* START Records for this exercise *
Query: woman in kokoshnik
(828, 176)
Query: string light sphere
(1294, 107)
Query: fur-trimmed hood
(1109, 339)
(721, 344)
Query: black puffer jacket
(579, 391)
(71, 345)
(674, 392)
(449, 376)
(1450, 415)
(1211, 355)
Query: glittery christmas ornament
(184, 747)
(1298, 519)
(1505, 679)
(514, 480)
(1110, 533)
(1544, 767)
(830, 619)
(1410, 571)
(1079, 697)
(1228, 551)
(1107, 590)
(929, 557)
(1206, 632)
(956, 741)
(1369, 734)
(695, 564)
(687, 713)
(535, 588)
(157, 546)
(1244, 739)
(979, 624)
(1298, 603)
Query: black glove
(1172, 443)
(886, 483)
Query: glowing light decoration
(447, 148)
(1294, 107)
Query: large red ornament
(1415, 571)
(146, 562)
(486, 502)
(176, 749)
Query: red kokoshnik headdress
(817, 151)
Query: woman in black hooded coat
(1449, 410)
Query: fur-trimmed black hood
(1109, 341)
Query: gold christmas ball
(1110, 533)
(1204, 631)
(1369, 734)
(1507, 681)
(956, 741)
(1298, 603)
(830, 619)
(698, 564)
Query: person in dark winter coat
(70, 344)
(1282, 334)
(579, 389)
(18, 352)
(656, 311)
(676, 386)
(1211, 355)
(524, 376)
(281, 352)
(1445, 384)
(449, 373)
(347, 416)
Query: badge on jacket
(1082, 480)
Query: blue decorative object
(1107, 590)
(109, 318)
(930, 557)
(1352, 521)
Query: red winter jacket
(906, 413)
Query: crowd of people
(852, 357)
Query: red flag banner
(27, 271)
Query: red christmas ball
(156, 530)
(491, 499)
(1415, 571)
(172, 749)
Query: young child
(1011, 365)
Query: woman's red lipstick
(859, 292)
* END Records for this exercise *
▶ **Exercise goal**
Please rewrite the rows above, replacing "christmas" with "holiday" everywhere and leaving all else unchanged.

▶ **Written answer**
Query: woman in kokoshnik
(828, 176)
Query: string light sphere
(1294, 107)
Query: fur-trimmed hood
(1109, 339)
(721, 344)
Query: black puffer jacket
(579, 391)
(71, 345)
(674, 392)
(449, 376)
(1450, 415)
(1211, 355)
Query: glittery holiday ornament
(184, 747)
(1298, 519)
(1505, 679)
(514, 480)
(1110, 533)
(1544, 767)
(830, 619)
(1410, 571)
(1079, 697)
(1228, 551)
(1107, 590)
(929, 557)
(1206, 632)
(956, 741)
(1369, 734)
(695, 564)
(687, 713)
(535, 588)
(157, 546)
(1244, 739)
(979, 624)
(1298, 603)
Query: black glove
(1172, 443)
(886, 483)
Query: glowing light decoration
(447, 148)
(1294, 107)
Query: large red ornament
(1415, 571)
(146, 562)
(486, 502)
(176, 749)
Query: red kokoshnik headdress
(817, 151)
Query: woman in black hooded coat
(1449, 410)
Query: fur-trimmed black hood
(1109, 341)
Query: gold holiday ball
(1110, 533)
(1204, 631)
(1369, 734)
(1507, 681)
(956, 741)
(1298, 603)
(830, 619)
(698, 564)
Query: person in dark winter coat
(70, 344)
(1282, 334)
(579, 389)
(18, 352)
(656, 311)
(676, 386)
(1211, 355)
(524, 376)
(281, 352)
(1445, 384)
(449, 373)
(347, 416)
Query: badge on jacket
(1082, 480)
Query: blue decorative object
(1107, 590)
(109, 318)
(930, 557)
(1352, 521)
Query: red winter jacket
(906, 413)
Query: crowd of people
(852, 357)
Query: red flag banner
(27, 271)
Query: red holiday ball
(156, 530)
(491, 499)
(1415, 571)
(172, 749)
Query: young child
(1011, 365)
Query: woman's red lipstick
(859, 292)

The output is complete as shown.